• [Work required]
Search the records below for "thick"; copy each line that has it.

• [Material supplied]
BEGIN

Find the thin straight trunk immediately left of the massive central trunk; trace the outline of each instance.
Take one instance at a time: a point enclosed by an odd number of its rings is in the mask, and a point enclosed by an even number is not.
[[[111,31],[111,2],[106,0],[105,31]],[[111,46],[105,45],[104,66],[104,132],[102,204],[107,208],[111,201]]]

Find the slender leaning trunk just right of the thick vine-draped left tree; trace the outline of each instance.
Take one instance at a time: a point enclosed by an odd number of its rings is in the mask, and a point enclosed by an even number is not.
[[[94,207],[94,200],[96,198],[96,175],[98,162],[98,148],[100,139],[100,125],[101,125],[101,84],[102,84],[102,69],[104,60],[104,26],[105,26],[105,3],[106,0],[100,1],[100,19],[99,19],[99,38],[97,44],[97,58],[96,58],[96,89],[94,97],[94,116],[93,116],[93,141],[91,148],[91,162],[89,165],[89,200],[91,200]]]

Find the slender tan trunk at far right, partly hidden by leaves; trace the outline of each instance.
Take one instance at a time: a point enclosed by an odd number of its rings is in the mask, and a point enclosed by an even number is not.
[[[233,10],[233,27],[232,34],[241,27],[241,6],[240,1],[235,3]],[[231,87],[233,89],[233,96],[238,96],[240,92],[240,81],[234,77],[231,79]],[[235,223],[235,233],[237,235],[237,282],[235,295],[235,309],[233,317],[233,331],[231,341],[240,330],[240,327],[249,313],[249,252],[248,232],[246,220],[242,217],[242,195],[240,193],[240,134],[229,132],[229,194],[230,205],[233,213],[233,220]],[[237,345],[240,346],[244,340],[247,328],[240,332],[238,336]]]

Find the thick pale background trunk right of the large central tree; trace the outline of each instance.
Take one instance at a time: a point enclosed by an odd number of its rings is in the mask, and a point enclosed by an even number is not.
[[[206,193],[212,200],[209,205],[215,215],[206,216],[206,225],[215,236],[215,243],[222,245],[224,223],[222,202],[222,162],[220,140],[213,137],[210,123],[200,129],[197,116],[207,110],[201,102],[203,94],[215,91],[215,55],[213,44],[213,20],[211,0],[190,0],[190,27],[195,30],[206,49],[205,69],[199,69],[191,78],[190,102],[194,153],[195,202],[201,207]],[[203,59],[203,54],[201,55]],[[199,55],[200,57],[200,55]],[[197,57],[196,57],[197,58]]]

END

• [Task result]
Find the slender leaning trunk just right of the thick vine-draped left tree; trace the outline of each instance.
Find the thick pale background trunk right of the large central tree; trace the outline of each instance.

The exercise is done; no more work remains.